(Entries from a pointing dataset)
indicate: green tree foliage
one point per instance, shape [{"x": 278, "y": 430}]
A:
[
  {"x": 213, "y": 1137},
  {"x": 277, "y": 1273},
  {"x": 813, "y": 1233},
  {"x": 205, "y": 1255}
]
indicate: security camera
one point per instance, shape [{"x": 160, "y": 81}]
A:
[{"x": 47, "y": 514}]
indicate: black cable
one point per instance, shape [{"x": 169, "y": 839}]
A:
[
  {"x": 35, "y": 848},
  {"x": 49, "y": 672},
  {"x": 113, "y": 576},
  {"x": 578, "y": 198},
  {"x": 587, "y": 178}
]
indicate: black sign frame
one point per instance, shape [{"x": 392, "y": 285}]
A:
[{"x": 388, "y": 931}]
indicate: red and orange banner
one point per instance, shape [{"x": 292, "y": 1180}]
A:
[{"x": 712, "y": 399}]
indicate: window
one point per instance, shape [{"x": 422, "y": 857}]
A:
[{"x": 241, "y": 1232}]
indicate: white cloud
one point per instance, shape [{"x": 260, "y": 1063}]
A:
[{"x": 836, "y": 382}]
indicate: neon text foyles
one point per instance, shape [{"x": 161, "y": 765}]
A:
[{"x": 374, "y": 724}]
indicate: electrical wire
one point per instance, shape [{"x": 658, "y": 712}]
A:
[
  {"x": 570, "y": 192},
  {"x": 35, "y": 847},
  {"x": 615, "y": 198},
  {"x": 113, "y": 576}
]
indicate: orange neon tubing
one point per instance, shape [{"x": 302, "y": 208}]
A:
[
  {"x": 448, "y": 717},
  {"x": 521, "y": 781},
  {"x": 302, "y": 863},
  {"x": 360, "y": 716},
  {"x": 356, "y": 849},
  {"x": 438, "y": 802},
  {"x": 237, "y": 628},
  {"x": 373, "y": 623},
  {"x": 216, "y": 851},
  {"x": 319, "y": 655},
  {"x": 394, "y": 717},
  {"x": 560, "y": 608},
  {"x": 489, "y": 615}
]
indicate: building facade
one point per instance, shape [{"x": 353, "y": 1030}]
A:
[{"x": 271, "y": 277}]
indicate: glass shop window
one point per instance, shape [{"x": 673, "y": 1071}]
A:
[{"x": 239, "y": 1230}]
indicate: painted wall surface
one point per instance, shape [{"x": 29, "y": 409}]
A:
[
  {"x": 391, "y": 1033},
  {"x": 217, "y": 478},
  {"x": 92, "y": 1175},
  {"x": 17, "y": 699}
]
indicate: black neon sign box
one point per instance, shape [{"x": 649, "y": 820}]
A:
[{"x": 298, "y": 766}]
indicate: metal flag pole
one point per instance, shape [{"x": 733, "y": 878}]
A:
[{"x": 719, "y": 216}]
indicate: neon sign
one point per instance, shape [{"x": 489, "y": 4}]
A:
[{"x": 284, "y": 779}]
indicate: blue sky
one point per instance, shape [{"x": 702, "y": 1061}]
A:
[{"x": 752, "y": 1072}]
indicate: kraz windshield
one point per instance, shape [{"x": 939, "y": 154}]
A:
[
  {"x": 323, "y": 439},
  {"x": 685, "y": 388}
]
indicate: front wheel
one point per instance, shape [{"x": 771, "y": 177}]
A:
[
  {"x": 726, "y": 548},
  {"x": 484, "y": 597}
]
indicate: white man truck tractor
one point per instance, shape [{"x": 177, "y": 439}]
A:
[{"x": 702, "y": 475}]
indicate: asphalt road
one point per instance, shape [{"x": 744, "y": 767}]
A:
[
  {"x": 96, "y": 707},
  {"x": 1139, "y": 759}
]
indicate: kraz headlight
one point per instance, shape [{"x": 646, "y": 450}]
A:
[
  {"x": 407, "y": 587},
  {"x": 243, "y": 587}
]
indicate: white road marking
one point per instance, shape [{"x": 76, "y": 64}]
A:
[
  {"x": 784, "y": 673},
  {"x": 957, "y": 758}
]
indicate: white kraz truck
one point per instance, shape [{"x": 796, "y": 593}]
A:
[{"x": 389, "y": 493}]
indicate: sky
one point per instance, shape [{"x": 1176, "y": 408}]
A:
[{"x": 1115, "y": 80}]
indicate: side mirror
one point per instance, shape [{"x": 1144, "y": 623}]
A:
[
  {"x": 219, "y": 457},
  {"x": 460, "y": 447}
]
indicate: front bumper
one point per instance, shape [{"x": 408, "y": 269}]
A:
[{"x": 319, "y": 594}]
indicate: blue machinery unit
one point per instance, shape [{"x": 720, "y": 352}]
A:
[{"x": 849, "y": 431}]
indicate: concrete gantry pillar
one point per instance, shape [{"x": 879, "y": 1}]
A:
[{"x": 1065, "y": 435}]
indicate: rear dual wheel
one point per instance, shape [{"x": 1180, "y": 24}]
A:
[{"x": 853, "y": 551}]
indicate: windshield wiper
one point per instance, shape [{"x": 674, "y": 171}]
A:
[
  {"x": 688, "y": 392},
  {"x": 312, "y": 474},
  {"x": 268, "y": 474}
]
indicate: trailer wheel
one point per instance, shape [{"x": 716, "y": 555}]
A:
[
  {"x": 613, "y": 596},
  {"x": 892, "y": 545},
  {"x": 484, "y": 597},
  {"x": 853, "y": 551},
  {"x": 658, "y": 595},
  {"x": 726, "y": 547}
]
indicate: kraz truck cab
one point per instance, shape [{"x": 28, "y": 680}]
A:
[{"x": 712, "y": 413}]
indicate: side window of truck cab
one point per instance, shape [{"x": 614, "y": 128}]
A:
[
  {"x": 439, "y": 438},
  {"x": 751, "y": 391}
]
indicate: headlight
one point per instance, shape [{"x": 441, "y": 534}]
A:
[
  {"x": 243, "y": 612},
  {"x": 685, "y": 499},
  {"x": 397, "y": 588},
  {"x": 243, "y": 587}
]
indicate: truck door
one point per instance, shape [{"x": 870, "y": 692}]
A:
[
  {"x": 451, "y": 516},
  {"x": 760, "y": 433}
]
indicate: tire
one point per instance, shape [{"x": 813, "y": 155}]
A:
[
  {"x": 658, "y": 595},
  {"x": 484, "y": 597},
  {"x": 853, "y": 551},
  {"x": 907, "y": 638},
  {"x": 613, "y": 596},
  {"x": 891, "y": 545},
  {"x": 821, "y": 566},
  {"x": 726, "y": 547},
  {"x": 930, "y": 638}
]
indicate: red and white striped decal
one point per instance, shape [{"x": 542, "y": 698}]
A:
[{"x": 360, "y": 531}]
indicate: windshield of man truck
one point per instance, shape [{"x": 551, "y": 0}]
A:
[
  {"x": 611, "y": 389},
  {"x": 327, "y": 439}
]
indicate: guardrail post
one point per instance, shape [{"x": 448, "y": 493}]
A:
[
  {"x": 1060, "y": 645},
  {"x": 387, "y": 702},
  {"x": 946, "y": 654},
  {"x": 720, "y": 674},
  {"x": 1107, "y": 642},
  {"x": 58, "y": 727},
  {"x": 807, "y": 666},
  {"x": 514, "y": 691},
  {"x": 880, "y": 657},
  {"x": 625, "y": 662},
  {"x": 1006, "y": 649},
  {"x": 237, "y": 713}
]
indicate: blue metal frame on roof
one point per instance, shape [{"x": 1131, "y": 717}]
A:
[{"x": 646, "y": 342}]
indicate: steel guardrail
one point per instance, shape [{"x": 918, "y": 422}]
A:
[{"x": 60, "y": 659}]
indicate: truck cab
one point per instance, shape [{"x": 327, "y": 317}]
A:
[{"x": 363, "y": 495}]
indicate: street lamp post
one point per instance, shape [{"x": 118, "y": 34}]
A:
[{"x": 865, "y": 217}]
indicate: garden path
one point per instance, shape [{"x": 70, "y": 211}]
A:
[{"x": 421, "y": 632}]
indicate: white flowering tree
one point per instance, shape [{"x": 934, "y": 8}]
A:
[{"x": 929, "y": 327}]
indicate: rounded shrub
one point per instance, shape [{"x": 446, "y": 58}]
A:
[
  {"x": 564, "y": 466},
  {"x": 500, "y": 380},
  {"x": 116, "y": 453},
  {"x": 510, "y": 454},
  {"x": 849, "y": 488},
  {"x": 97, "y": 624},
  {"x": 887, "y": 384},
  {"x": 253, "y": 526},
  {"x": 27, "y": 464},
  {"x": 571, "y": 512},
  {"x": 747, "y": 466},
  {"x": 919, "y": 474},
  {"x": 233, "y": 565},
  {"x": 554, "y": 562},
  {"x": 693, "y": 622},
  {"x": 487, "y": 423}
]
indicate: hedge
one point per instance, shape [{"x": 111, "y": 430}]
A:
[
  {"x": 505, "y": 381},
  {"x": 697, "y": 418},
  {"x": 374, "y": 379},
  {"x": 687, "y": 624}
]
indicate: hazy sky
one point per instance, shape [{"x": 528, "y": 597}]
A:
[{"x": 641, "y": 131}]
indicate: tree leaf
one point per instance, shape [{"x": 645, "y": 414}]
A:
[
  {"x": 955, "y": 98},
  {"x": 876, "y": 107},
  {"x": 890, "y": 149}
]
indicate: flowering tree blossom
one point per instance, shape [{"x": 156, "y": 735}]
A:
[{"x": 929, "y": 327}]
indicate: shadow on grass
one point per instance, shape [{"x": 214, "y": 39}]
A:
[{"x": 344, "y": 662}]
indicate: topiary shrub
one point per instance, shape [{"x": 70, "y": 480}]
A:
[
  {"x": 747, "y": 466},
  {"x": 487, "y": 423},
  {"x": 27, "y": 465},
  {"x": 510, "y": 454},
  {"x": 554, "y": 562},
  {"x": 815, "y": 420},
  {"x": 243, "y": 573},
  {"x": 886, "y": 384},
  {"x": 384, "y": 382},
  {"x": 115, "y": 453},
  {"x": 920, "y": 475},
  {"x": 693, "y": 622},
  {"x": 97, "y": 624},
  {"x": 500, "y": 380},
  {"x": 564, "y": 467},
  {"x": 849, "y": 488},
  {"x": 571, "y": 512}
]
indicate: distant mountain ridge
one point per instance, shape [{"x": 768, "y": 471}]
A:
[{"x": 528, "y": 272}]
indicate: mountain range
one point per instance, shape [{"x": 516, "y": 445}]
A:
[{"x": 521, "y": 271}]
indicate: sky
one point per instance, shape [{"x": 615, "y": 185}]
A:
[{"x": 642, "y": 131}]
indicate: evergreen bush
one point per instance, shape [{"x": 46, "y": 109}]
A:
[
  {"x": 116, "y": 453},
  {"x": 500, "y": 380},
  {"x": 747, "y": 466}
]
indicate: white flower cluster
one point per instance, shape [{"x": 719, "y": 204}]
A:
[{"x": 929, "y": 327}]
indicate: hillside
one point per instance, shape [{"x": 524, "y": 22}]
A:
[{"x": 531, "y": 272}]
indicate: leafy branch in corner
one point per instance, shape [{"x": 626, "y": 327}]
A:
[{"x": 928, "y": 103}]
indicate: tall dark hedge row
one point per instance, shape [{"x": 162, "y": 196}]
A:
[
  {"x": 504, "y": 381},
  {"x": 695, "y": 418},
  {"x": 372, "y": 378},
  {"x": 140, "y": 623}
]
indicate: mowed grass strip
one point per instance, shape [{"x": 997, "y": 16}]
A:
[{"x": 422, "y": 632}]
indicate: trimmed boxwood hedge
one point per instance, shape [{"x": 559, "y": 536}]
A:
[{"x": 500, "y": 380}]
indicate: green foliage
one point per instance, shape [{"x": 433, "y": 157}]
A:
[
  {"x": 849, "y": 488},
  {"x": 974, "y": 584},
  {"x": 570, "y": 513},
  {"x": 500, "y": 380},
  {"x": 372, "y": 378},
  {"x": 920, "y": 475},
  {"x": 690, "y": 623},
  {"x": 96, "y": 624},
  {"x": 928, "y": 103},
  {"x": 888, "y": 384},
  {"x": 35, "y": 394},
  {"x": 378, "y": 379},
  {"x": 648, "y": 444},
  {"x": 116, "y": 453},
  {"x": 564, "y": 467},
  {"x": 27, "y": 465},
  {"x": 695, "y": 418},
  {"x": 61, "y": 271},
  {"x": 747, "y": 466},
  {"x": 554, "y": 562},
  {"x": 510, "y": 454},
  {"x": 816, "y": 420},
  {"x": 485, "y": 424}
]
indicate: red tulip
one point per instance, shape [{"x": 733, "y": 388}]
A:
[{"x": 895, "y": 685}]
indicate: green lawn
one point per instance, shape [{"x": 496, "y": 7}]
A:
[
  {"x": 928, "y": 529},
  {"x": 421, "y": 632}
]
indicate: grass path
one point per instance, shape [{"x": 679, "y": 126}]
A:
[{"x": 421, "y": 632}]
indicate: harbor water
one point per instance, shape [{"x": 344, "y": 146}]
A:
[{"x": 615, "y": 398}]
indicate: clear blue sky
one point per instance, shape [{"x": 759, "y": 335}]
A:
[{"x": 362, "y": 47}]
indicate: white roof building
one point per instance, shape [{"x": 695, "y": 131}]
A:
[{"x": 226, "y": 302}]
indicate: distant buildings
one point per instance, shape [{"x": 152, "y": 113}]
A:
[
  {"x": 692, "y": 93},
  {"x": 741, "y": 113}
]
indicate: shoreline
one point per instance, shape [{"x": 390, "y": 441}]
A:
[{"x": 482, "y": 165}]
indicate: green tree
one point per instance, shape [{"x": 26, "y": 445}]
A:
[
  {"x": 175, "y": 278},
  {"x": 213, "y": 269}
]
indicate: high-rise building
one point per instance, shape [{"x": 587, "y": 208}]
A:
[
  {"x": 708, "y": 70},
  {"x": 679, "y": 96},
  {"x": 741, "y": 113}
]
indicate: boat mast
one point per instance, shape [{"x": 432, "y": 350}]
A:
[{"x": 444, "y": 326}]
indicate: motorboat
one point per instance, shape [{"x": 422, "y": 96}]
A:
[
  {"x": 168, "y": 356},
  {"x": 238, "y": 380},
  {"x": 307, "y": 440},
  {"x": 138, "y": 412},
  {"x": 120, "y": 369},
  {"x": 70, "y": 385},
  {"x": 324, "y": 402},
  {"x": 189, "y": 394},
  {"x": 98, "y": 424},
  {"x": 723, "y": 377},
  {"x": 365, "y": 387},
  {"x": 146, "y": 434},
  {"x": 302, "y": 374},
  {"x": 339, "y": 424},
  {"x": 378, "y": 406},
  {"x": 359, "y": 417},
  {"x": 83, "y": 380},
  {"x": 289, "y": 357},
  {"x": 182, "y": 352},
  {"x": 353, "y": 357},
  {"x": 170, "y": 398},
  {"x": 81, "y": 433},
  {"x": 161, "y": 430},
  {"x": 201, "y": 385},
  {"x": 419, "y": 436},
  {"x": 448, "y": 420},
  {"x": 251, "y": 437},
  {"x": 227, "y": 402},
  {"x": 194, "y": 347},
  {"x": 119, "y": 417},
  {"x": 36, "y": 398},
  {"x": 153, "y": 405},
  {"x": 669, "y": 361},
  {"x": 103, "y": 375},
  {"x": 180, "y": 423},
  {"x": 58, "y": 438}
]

The request
Count how many lines of the material above contain the word "window". Reply with the number only.

Result for this task
3